§ **PROVIDED TEXT**
********************

Notably, a relatively inexpensive FET having no current detection function may be used as the switch 36. In this case, a shunt resistor is provided, for example, between the switch 36 and the glow plug 1, and current flowing through the shunt resistor is measured so as to measure the resistance of the glow plug 1. Alternatively, a resistor for current detection may be provided in parallel to the switch 36. In this case, when the supply of electric current to the glow plug 1 is stopped, a predetermined current is supplied to the glow plug 1 via the resistor, and the resistance of the glow plug 1 is calculated on the basis of a voltage obtained through voltage division.

In addition, the GCU 21 is connected to an electronic control unit (ECU) 41 of the automobile via a predetermined communication means (e.g., controller area network (CAN), etc.). The ECU 41 receives a measurement value from a water temperature sensor SE, which measures the temperature of cooling water of the engine EN. The GCU 21 acquires the temperature of the cooling water (water temperature information) from the ECU 41 as information regarding the environmental temperature. Notably, the GCU 21 may be configured to acquire the water temperature information directly from the water temperature sensor SE, without acquiring the water temperature information from the ECU 41.

********************

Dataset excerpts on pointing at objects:
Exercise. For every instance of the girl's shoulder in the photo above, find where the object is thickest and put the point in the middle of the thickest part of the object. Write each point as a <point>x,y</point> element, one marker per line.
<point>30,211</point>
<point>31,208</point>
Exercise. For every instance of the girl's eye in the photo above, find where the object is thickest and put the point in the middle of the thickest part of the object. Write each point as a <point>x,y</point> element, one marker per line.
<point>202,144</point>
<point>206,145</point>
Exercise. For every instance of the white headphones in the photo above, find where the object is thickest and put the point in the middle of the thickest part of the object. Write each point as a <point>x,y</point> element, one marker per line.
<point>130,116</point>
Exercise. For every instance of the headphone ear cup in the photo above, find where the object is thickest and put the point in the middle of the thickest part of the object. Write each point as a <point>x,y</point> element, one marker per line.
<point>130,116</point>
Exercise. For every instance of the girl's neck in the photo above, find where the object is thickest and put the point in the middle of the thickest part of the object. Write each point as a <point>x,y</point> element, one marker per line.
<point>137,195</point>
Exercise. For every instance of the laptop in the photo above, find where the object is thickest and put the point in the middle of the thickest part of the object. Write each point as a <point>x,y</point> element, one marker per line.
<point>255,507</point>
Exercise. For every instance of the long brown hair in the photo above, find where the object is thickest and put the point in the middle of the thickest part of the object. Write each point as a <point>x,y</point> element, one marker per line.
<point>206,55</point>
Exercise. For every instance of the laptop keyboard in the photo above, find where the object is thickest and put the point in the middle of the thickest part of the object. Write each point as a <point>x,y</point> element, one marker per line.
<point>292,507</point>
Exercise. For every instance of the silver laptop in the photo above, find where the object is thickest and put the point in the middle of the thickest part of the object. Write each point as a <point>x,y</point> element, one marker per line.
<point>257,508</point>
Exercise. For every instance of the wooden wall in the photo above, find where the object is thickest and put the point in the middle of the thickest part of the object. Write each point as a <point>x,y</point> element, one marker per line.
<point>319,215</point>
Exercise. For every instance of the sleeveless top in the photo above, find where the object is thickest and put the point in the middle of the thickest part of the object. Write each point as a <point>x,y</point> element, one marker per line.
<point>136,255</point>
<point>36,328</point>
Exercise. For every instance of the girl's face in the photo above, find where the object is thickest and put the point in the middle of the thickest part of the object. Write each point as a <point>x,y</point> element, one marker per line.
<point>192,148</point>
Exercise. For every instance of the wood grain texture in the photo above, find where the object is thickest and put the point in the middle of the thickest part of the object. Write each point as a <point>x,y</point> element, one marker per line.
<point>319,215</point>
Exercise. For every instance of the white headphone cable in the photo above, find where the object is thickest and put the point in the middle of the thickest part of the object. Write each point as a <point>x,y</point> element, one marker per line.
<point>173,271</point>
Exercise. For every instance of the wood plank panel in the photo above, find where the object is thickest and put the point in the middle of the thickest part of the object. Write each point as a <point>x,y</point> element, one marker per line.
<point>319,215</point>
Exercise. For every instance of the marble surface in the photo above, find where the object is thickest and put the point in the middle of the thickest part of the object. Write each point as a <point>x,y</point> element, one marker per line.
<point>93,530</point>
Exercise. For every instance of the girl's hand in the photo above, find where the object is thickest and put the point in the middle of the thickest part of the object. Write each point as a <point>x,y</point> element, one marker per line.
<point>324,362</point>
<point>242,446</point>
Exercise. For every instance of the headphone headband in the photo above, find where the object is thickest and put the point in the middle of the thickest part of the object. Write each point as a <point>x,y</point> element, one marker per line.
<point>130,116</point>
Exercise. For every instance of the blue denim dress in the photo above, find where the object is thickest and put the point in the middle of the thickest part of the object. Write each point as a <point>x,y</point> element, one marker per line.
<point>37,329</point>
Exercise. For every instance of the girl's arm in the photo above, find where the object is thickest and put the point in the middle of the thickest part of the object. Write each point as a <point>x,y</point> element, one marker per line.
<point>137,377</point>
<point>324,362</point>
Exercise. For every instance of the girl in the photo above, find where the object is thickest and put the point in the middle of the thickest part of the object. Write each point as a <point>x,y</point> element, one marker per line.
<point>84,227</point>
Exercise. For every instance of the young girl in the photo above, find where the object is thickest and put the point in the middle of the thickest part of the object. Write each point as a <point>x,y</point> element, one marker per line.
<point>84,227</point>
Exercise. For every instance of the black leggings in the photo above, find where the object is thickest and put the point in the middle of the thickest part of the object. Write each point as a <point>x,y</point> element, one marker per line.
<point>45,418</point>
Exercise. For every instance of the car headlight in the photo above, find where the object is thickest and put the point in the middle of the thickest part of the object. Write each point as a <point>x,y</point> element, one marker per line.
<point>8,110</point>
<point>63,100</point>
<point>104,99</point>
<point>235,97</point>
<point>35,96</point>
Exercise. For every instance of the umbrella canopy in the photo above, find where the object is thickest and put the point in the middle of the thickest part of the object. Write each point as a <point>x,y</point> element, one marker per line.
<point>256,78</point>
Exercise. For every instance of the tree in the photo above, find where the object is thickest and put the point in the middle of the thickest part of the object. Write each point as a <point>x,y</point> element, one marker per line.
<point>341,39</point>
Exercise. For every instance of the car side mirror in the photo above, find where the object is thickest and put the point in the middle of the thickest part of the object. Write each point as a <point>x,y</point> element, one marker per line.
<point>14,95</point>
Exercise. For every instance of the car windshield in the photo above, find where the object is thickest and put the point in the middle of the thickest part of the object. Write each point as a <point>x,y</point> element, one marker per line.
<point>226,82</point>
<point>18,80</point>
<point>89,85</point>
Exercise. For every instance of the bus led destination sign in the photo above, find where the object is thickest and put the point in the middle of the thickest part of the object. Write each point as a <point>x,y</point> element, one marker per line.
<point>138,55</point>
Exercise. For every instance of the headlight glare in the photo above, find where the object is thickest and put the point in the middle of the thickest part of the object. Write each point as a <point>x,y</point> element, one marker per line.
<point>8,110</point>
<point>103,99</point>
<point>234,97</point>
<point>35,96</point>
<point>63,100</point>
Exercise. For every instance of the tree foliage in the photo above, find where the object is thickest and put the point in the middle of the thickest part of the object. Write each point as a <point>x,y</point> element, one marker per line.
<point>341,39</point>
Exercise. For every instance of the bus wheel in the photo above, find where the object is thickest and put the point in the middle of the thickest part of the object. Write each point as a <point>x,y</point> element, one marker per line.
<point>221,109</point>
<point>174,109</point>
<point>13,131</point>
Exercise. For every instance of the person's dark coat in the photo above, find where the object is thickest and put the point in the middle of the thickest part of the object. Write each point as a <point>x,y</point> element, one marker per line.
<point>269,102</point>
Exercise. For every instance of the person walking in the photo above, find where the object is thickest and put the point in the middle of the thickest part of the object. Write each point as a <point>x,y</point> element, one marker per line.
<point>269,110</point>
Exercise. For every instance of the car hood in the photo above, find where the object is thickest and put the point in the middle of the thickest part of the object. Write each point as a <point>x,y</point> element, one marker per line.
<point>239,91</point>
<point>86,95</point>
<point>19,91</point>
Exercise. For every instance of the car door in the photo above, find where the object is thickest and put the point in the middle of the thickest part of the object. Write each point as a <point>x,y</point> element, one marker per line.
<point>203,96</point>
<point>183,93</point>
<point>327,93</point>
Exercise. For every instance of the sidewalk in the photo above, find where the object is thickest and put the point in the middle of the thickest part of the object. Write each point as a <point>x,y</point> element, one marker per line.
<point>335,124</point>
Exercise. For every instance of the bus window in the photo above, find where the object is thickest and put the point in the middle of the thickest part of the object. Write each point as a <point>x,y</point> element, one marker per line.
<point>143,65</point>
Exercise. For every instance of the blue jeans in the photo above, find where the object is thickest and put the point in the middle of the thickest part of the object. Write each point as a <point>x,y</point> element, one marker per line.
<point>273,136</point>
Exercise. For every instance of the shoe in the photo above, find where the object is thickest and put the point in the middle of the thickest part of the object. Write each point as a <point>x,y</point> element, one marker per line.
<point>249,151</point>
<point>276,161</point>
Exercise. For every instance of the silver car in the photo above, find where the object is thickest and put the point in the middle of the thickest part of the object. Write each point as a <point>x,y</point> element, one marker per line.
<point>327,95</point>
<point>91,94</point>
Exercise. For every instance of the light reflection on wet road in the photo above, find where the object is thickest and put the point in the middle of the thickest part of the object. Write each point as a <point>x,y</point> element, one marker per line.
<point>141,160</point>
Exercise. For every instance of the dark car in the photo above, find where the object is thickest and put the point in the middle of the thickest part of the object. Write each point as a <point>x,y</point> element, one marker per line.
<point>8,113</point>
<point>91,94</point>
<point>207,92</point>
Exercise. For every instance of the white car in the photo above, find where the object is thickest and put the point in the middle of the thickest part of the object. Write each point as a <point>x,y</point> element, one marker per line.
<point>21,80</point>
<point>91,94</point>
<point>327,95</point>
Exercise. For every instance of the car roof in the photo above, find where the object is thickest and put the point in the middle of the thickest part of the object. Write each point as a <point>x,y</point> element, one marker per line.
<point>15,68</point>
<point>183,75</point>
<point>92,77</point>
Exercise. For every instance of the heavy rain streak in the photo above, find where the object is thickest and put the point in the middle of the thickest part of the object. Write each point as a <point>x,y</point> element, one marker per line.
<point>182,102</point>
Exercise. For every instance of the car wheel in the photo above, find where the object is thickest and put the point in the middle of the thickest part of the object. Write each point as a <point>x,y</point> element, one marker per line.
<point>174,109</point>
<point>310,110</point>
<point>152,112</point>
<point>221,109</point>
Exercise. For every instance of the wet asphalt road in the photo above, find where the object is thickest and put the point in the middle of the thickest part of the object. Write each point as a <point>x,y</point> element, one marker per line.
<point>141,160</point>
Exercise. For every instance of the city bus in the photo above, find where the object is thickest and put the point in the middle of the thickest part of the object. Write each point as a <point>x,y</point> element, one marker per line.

********************

§ **EXERCISE**
Resume the passage about the glow plug control unit and continue it from its final sentence.

§ **FINAL RESULT**
Furthermore, the microcomputer 31 includes calibration means 33. The calibration means 33 obtains and sets a pre-correction target resistance R0 of the glow plug 1 so as to perform correction/adjustment on the correlation between the temperature and resistance of the glow plug 1, for the purpose of controlling the supply of electric current to the glow plug 1. Notably, the “pre-correction target resistance R0” refers to a resistance based on which a resistance (target resistance RTAR) of the glow plug 1 corresponding to a temperature (target temperature) at which the glow plug 1 is to be maintained (held) is calculated in temperature-maintaining energization, as described below. In addition to the pre-correction target resistance R0, the calibration means 33 obtains information representing water temperature when the pre-correction target resistance R0 is obtained, and stores the obtained pre-correction target resistance R0 and the water temperature information in the RAM.

The pre-correction target resistance R0 (calibration) is set when exchange of the glow plug 1 is detected or when the pre-correction target resistance R0 assumes a cleared value. In order to avoid the influence of various disturbances, such as a swirl and cooling by fuel injection, calibration is performed when the engine EN is not operated. During calibration, since the glow plug 1 is caused to reach a temperature approximately equal to a temperature at the time of startup of the engine EN, the glow plug 1 consumes a large amount of electric power. Therefore, calibration is performed when the engine EN is operated and then stopped; i.e., when the battery VA is expected to have been charged.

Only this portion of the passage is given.